#### CONSIGNE 1:
Recopiez le passage de l'extrait en partant de « Il est une sorte » et en terminant par « (Extrait du prologue) », en remplaçant « frémissement » par « tremblement ».
#### CONSIGNE 2:
D'après l'extrait, quel âge avait Albe quand Sigismund a eu le coup de foudre pour elle ?

#### EXTRAIT À LIRE:
=======
De cette nouvelle de trois pages, la trente-deuxième de l’Heptaméron de Marguerite de Navarre, est né ce récit.

Il est une sorte d’hommage à la jeune fille de quinze ans que j’ai été qui, après lecture, avait inscrit une seule phrase:

Comme cette histoire me trouble!

De cette interjection monte en moi un frémissement de mémoire: la peur panique que je n’ai cessé d’éprouver une vie durant de toute tiédeur – Nihil nisi ardeat! Seul ce qui brûle! – et la hantise de vivre plat. (Extrait du prologue)

J’ai été assez surprise par cette lecture, d’abord parce que la couverture et le résumé m’avait laissé penser que j’abordais un roman de style gothique, ce qui n’est pas du tout le cas, nous sommes plutôt ici dans un texte philosophique sur le thème de l’amour. Inspirée donc par une nouvelle de Marguerite de Navarre, Christiane Singer évoque le destin d’un couple au XVIème siècle, déchiré par l’adultère et la jalousie. Elle donne la parole tour à tour au maitre de maison, Sigismund d’Ehrenburg, puis à sa femme, Albe. A travers Sigismund, on s’approche de la frontière fragile entre l’amour, la folie et la haine: Dans ses lettres il raconte le coup de foudre qu’il a eu pour Albe alors qu’elle n’avait que 13 ans, sa passion dévorante, les douleurs de la jalousie dans lesquelles il va s’égarer  et qui le conduiront à traiter sa femme de façon particulièrement cruelle (c’est dans le crâne de son supposé amant que la jeune femme boit chaque jour!).  Albe, elle, se confie à son cahier, évoque son enfance, les leçons de sa nourrice sur le mariage et les hommes. Enfermée, soumise à des humiliations quotidiennes, elle ne cède pourtant jamais à la colère et à la haine, et  témoigne d’un amour sans failles pour son mari. Le moment le plus intense de ce texte reste ce passage tiré de l’Heptaméron où Albe apparait tondue, vêtue de noir, et doit boire dans ce crâne serti d’argent, ce qui m’a donné très envie de me plonger dans l’oeuvre de Marguerite de Navarre. Le reste du récit m’a paru un peu fade en comparaison, même si le style solide de Christiane Singer apporte une certaine puissance à l’histoire. Malgré quelques réserves donc, “Seul ce qui brûle” est un beau récit sur la complexité et la richesse du sentiment amoureux.
=======
#### DONNÉES À EXAMINER:

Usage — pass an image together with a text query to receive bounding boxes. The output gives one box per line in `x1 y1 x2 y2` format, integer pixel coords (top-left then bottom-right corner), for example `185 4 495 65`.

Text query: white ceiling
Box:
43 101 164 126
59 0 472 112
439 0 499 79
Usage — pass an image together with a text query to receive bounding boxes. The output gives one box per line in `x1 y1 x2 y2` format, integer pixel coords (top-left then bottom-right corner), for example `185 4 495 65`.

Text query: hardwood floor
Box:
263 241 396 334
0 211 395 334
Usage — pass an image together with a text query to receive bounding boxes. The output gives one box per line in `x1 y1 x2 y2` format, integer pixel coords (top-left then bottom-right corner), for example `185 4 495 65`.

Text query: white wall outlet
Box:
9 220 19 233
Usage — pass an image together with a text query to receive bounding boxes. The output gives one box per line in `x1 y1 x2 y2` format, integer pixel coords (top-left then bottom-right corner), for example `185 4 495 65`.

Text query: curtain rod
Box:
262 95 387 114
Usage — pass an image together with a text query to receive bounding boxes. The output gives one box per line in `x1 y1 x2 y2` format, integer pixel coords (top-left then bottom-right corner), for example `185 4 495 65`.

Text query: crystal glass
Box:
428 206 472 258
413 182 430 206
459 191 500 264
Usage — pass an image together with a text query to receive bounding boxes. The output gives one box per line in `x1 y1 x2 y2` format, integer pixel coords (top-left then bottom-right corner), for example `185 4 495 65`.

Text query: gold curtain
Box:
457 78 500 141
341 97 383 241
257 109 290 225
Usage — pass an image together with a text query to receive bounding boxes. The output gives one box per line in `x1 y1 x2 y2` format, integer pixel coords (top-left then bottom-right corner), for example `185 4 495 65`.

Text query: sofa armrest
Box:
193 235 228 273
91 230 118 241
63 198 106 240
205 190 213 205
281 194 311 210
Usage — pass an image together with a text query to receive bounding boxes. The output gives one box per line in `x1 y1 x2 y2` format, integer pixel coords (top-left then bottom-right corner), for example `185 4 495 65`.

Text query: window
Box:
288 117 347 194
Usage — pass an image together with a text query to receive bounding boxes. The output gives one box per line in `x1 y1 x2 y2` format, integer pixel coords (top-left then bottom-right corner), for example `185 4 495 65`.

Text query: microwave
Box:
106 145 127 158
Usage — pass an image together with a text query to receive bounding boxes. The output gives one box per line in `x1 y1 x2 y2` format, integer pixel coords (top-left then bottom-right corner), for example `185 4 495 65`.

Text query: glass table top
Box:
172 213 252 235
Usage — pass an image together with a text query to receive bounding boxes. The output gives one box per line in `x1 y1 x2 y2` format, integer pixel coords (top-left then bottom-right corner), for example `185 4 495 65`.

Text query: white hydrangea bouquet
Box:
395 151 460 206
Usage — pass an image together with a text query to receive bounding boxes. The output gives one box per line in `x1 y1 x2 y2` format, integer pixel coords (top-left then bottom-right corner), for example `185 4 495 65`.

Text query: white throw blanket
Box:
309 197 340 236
=======
#### VOTRE RÉPONSE 1:
Il est une sorte d’hommage à la jeune fille de quinze ans que j’ai été qui, après lecture, avait inscrit une seule phrase:

Comme cette histoire me trouble!

De cette interjection monte en moi un tremblement de mémoire: la peur panique que je n’ai cessé d’éprouver une vie durant de toute tiédeur – Nihil nisi ardeat! Seul ce qui brûle! – et la hantise de vivre plat. (Extrait du prologue)

#### VOTRE RÉPONSE 2:
Elle n'avait que 13 ans.